(EXCERPTED TEXT):
[Start of Attachment]

Wednesday 16 November 2011

SNIPPETS OF THE PAST

         
Just a reminder - the intention of this blog is interest historians and to offer ideas for plots, scenes, characters to writers of fiction.

      THERE'S NO PLACE LIKE HOME


      DECEMBER 1893

The Medical Officer of Health reported to the Maidstone Town Council on Bonny’s Yard, a group of houses opening out of the south side of King Street and occupying the slope between it and the river.

Bonny's Yard comprised two rows of back to back houses. In one row each house had three floors, with a room on each floor measuring 9 ft 9ins by 8 ft 9ins. The rooms had sash windows, only the lower half of which could be opened for ventilation. Each cottage had its own closet but no water laid on. In the yard there was a communal bin used by all the people. The common water hydrant was also located there.

[End of Attachment]

Dataset records:
[Start of Attachment]

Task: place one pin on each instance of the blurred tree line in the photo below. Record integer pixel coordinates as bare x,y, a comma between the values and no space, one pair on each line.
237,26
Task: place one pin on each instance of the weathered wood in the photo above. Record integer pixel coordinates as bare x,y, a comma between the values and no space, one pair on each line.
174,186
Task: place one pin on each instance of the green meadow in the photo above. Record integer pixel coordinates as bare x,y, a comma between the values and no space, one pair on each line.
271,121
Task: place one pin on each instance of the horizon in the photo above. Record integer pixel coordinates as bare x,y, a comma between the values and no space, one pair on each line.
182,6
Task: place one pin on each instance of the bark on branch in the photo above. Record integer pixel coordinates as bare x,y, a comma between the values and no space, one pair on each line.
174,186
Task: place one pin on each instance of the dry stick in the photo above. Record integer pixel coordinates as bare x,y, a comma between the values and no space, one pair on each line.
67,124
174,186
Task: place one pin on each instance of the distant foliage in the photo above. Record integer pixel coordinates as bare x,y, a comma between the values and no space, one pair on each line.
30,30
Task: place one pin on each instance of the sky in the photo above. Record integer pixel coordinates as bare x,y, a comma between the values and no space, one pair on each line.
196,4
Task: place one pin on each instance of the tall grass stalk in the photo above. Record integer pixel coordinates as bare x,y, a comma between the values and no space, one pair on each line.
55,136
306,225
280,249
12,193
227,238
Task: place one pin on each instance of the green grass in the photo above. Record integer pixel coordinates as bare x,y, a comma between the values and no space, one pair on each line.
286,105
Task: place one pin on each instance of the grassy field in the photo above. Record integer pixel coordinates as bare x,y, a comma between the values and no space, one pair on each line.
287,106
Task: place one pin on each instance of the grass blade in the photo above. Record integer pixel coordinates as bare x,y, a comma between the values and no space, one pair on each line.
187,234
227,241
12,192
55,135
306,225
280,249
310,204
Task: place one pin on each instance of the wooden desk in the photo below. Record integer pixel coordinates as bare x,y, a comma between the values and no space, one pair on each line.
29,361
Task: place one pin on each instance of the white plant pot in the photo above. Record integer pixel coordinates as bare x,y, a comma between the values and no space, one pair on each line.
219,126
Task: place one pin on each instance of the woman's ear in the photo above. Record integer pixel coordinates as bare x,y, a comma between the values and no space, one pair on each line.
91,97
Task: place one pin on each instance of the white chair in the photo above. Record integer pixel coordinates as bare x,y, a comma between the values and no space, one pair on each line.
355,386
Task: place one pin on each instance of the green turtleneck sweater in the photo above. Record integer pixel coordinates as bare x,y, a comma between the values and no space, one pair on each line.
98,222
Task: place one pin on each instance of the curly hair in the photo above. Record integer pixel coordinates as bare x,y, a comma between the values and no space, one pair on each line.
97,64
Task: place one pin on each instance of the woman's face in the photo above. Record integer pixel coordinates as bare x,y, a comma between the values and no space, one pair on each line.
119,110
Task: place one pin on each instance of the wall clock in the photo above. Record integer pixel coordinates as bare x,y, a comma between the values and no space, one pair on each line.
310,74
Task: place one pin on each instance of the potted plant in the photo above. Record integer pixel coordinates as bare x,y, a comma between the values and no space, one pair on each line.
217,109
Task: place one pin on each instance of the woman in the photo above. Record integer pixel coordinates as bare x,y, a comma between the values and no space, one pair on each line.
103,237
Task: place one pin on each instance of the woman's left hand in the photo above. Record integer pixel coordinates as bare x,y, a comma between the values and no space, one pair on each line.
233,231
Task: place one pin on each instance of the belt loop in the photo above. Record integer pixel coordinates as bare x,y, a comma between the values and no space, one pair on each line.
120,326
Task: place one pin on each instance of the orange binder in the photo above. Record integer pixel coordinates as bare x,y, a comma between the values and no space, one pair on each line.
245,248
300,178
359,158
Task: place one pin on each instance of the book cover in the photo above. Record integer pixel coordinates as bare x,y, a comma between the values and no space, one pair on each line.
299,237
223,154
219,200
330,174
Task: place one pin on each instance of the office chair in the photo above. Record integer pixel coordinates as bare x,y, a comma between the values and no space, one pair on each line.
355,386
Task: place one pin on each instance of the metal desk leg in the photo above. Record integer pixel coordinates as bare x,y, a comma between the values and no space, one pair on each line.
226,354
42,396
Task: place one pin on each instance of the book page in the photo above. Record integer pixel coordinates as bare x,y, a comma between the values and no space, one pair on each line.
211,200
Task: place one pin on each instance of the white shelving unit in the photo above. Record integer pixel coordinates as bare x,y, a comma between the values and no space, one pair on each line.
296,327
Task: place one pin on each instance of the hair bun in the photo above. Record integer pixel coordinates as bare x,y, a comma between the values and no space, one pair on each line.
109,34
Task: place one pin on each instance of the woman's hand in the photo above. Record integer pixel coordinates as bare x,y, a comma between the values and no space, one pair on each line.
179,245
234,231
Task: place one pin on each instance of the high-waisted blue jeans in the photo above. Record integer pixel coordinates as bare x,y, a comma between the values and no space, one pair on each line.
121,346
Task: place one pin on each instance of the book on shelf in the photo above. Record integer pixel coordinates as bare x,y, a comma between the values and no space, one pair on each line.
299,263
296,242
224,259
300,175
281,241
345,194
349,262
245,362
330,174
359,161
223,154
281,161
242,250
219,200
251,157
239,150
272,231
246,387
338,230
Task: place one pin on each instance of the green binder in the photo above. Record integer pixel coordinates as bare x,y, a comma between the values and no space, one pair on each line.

[End of Attachment]

(TASK 1): In the text on Bonny's Yard, what did each room in the three-floor houses measure?
(TASK 2): Continue the text on Bonny's Yard, picking up after its final sentence.

(TASK ANSWER 1): Each room measured 9 ft 9 in by 8 ft 9 in.

(TASK ANSWER 2):
The eight houses at the bottom of the yard had one room on each of two floors. These ground floor- and first-floor rooms were subdivided into two by partitions. The front partitions measured 10ft by 10ft and the rear 8ft by 8ft. They too had separate closets but no water laid on. They shared the communal dustbin and water hydrant.

‘They are all of a most miserable order of dwellings,’ says the report. In the twenty houses there were 88 people, an average of 4.4 occupants per house although in three dwellings there were eight people and in a fourth there were seven. ‘The occupation of the inhabitants is very various and includes besides general labourers, hawkers, mill hands, gas stokers, sale porters, rag sorters, etc … Viewed as a whole, these dwellings are relics of the past, such as nowadays would not be allowed to be constructed; from a moral and social point of view, without hesitation they must be condemned as not fit for human habitation.’

On the grounds of overcrowding and the effects of ill health from bad ventilation, the author thought they ought to be pulled down.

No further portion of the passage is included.